'''

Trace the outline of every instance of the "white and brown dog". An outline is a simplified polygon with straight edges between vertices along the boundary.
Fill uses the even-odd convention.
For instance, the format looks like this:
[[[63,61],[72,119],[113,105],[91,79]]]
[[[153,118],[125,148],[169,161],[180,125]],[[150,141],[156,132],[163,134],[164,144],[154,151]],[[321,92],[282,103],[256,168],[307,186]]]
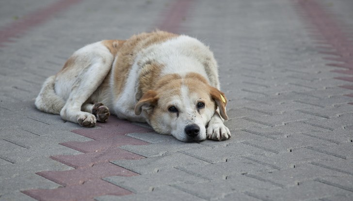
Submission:
[[[112,113],[181,141],[226,140],[217,68],[208,47],[186,35],[158,31],[102,41],[77,51],[48,78],[35,105],[86,127]]]

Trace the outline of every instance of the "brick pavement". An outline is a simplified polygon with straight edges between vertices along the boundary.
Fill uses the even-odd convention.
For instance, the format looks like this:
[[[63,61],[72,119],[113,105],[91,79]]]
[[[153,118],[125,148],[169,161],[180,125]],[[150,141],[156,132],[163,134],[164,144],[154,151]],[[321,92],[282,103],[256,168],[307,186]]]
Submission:
[[[349,1],[21,2],[0,3],[0,201],[353,198]],[[114,117],[82,129],[34,108],[76,49],[156,28],[214,52],[229,140],[184,143]]]

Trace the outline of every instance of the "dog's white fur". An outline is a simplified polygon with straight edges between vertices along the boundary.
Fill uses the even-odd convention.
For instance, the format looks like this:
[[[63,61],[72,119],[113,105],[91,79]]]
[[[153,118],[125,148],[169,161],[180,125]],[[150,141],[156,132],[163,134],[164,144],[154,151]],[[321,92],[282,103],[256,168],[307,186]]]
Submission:
[[[111,113],[182,141],[226,140],[217,68],[209,48],[185,35],[157,31],[102,41],[77,51],[48,78],[35,105],[85,127]]]

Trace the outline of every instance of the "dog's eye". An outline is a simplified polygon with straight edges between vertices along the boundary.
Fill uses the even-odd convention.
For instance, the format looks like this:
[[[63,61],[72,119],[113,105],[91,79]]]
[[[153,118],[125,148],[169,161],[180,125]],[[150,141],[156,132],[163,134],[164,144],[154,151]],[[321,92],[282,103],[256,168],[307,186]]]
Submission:
[[[197,109],[201,109],[205,108],[205,103],[203,102],[199,102],[197,103]]]
[[[168,111],[171,113],[177,113],[178,112],[178,109],[175,106],[169,107],[169,108],[168,108]]]

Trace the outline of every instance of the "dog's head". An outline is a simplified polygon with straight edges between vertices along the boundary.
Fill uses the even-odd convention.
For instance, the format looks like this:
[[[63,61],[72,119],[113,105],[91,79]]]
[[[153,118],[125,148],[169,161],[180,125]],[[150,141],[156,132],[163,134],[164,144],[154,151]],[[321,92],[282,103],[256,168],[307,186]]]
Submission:
[[[221,116],[228,119],[224,93],[201,75],[166,77],[156,90],[145,92],[135,107],[135,114],[144,113],[157,132],[171,134],[183,142],[201,141],[206,139],[206,126],[217,107]]]

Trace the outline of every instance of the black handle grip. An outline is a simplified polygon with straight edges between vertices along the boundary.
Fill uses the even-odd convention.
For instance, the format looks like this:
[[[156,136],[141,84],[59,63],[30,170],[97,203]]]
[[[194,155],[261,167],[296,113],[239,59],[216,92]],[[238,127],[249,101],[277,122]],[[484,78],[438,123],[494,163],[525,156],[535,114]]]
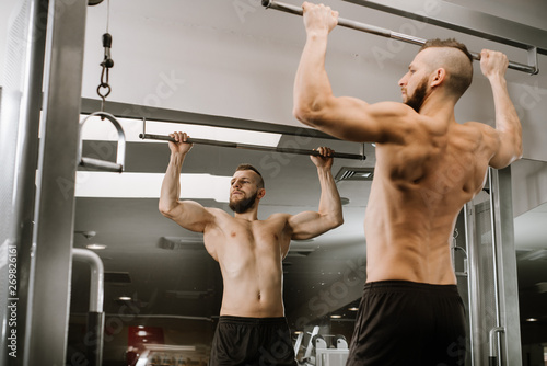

'''

Aim of the task » Copy every row above word for word, leaving out the pictures.

The answer »
Trace the outline of every instance of the "white and brown dog". An outline is a simplified polygon with straight edges between vertices along the boundary.
Fill uses the even-odd convention.
For instance, the format looks like this:
[[[63,61],[72,119],[113,105],[91,79]]]
[[[153,118],[125,148],[169,161],[180,125]],[[150,141],[156,132],[163,134],[164,144],[154,151]],[[321,92],[282,103],[256,168],[307,186]]]
Submission:
[[[112,113],[181,141],[226,140],[217,68],[208,47],[186,35],[158,31],[102,41],[77,51],[48,78],[35,105],[86,127]]]

Trace the outline of every instance of the "brick pavement". An outline is a simplified polygon with straight edges between vertices along the boundary.
Fill uses the even-odd convention.
For instance, the format looks like this:
[[[63,61],[72,119],[113,105],[91,79]]]
[[[153,118],[125,148],[169,161],[180,125]],[[150,141],[156,132],[163,134],[164,144],[154,151]],[[321,92],[282,103],[256,168],[307,186]]]
Submission:
[[[349,1],[21,2],[0,3],[0,201],[353,198]],[[114,117],[82,129],[34,108],[76,49],[156,28],[214,52],[229,140],[184,143]]]

Trace the outline of every instance of the "dog's white fur". An outline is a simplified polygon with straight edges between vertices along the boundary.
Fill uses the even-odd convention.
For instance, the format looks like this:
[[[63,61],[72,119],[113,105],[91,79]]]
[[[153,118],[125,148],[169,161],[180,125]],[[150,141],[156,132],[163,134],[164,144],[154,151]],[[321,92],[282,103],[256,168],[307,186]]]
Submission:
[[[111,113],[182,141],[226,140],[217,68],[209,48],[185,35],[157,31],[102,41],[77,51],[48,78],[35,105],[85,127]]]

Trace the outline of every instance of the "dog's eye". An outline is a simplified polygon with straight edges between vertices along the boundary.
Fill uses the even-odd convention.
For instance, the format looks like this:
[[[63,61],[72,119],[113,105],[91,79]]]
[[[153,118],[125,148],[169,161],[180,125]],[[150,141],[156,132],[163,134],[164,144],[154,151]],[[321,92],[282,103],[256,168],[307,186]]]
Submission:
[[[197,109],[201,109],[205,108],[205,103],[203,102],[199,102],[197,103]]]
[[[168,111],[171,113],[177,113],[178,112],[178,109],[175,106],[169,107],[169,108],[168,108]]]

Trace the outline of every instance of the "dog's head". An outline is a simplified polygon with straight edges between vertices along the boundary.
Fill uses the even-odd convention.
For instance, the format looks like this:
[[[63,61],[72,119],[113,105],[91,79]]]
[[[153,118],[125,148],[169,161],[180,125]],[[150,141],[156,132],[163,134],[164,144],[154,151]],[[321,92],[282,103],[256,168],[307,186]]]
Submission:
[[[221,116],[228,119],[224,93],[201,75],[166,77],[156,90],[145,92],[135,107],[135,114],[144,113],[157,132],[171,134],[183,142],[201,141],[206,139],[206,126],[217,107]]]

Trace the outline of every instance of the black handle grip. An outline is a simplified polygon with straight edges between vertices along the boundary.
Fill uses the even-odd convention.
For instance, the format looks like this:
[[[156,136],[141,84],[59,63],[30,170],[97,203]]]
[[[194,155],[261,167],[296,113],[239,59],[216,92]],[[238,127],[249,101],[277,122]],[[484,78],[438,123],[494,163],[525,156],[535,114]]]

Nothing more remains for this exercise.